Rows from a dataset:
★ ★ ★ ★ ★ ★ ★
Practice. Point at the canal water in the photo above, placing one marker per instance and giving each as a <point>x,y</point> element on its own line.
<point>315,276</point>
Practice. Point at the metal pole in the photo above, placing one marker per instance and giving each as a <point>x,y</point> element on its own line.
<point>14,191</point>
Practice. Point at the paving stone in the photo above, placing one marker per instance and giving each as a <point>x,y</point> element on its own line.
★ ★ ★ ★ ★ ★ ★
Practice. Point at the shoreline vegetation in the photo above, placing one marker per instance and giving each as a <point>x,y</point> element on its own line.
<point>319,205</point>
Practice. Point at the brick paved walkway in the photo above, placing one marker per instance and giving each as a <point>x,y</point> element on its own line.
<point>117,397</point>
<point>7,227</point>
★ ★ ★ ★ ★ ★ ★
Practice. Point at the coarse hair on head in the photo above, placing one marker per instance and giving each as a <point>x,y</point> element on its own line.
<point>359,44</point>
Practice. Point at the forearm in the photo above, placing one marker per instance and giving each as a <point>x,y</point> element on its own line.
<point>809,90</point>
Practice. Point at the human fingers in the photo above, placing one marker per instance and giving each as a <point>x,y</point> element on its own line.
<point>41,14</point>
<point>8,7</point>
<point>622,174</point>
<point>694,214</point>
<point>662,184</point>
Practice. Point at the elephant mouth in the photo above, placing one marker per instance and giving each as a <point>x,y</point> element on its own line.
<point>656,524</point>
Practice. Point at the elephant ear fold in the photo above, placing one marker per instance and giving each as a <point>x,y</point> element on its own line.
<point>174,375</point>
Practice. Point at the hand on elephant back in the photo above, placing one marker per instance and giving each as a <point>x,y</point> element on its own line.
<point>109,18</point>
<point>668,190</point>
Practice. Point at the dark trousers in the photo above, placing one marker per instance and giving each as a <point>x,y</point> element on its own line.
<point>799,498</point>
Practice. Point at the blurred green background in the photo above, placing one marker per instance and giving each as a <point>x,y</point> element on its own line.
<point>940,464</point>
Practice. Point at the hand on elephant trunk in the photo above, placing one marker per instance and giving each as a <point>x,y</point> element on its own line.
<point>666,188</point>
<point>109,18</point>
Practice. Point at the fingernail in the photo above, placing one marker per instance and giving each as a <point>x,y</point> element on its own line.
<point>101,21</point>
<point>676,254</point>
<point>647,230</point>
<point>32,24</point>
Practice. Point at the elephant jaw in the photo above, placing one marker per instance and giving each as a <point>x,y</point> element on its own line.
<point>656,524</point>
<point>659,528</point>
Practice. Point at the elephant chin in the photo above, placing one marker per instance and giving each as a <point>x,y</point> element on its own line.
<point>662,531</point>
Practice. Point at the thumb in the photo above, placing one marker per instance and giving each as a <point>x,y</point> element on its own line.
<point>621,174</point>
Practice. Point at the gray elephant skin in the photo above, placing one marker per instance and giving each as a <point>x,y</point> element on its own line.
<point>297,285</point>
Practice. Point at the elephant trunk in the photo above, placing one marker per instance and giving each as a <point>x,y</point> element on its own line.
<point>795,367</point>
★ ★ ★ ★ ★ ★ ★
Task description:
Put the lines of the items above, starting at the line that contains "Practice. Point at the elephant mouth" and ending at the line that contains "<point>668,190</point>", into a Markdown table with the columns Row and Text. Number each line in Row, include both end lines, and leave out any blank lines.

Result:
| Row | Text |
|---|---|
| 1 | Practice. Point at the elephant mouth in the photo above, placing one marker per instance and giving each as a <point>x,y</point> element on its own line. |
| 2 | <point>656,524</point> |
| 3 | Practice. Point at the elephant ear fold in the photo above, placing one marker per instance and giving each as a <point>x,y</point> element on its own line. |
| 4 | <point>174,375</point> |
| 5 | Practice. Point at the hand on elephant back in the photo above, placing one marker per instance and giving each as a <point>x,y</point> element on its own line. |
| 6 | <point>109,18</point> |
| 7 | <point>668,190</point> |